**The task:**
Replace "instance" with "object" throughout the lines from the one containing "Find the wooden" to the one containing "M 330 78 L 330", and reproduce only those lines with nothing else altered.
** START Supplied records **
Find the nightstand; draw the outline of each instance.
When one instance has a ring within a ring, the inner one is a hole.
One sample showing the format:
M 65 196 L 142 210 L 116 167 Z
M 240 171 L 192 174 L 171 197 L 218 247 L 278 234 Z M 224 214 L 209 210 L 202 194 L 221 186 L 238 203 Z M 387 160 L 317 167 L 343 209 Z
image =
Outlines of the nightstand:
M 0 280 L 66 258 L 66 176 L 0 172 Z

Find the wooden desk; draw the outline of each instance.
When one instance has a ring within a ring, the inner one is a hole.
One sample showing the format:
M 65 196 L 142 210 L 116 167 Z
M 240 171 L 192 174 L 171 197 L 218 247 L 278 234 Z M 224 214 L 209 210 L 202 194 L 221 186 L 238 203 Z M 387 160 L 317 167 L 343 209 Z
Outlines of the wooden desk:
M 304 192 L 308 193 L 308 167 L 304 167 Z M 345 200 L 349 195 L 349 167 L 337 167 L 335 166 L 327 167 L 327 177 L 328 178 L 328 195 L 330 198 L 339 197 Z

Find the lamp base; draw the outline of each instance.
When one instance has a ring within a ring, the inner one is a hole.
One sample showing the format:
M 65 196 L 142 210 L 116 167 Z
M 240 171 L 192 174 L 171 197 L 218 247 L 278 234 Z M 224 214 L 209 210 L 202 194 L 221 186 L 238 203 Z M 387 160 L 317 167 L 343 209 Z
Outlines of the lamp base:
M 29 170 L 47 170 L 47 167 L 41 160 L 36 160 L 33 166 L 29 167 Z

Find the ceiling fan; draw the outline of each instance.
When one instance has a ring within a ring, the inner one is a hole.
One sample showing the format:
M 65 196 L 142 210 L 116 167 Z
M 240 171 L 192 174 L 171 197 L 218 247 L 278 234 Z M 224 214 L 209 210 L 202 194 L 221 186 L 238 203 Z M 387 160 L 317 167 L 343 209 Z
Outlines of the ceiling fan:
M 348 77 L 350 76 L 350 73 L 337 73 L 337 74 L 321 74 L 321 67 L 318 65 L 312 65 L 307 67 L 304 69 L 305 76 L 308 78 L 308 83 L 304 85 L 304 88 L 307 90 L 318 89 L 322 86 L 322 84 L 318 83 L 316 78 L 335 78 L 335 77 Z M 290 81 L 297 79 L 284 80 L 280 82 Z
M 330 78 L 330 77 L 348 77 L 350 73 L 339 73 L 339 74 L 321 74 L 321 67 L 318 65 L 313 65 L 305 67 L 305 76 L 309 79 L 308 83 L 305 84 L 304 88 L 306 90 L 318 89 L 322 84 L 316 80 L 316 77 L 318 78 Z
** END Supplied records **
** START Supplied records **
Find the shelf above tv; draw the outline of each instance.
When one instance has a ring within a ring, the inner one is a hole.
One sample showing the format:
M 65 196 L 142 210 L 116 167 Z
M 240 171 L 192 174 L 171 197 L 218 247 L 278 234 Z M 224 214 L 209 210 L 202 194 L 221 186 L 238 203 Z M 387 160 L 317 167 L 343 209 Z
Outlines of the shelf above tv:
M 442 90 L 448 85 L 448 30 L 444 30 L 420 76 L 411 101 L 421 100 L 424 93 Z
** END Supplied records **
**Task solution:**
Find the wooden desk; draw the outline of each object.
When one object has a ring within a ring, the inner one is a hole.
One sample showing the format:
M 65 196 L 142 210 L 116 167 Z
M 240 171 L 192 174 L 171 197 L 218 247 L 278 234 Z M 224 214 L 209 210 L 202 194 L 221 186 L 238 203 Z M 387 160 L 317 167 L 343 209 Z
Outlines of the wooden desk:
M 304 192 L 308 193 L 308 167 L 304 167 Z M 345 200 L 349 195 L 349 167 L 337 167 L 335 166 L 327 167 L 327 177 L 328 178 L 328 195 L 330 198 L 339 197 Z

Find the lamp base; draw the outline of each object.
When one object has a ring within a ring, the inner one is a hole.
One sample showing the format:
M 65 196 L 142 210 L 116 167 Z
M 240 171 L 192 174 L 171 197 L 218 247 L 278 234 Z M 224 214 L 209 210 L 202 194 L 221 186 L 238 203 Z M 387 160 L 317 167 L 343 209 Z
Outlines of the lamp base:
M 29 170 L 47 170 L 47 167 L 41 160 L 36 160 L 33 166 L 29 167 Z

Find the ceiling fan; draw the outline of each object.
When one object has a ring within a ring, the inner one is a hole.
One sample showing the format:
M 65 196 L 142 210 L 116 167 Z
M 240 171 L 192 174 L 171 197 L 218 247 L 278 234 Z M 224 214 L 209 210 L 202 194 L 221 186 L 238 203 Z M 387 160 L 317 167 L 343 209 Z
Outlines of the ceiling fan:
M 348 77 L 350 76 L 350 73 L 337 73 L 337 74 L 321 74 L 321 67 L 318 65 L 312 65 L 307 67 L 304 69 L 305 76 L 308 78 L 308 83 L 304 85 L 304 88 L 307 90 L 318 89 L 322 86 L 322 84 L 318 83 L 316 78 L 335 78 L 335 77 Z M 290 81 L 297 79 L 284 80 L 280 82 Z
M 330 78 L 330 77 L 348 77 L 350 73 L 339 73 L 339 74 L 321 74 L 321 67 L 318 65 L 313 65 L 305 67 L 305 76 L 309 79 L 308 83 L 305 84 L 304 88 L 306 90 L 318 89 L 322 84 L 316 80 L 316 77 L 318 78 Z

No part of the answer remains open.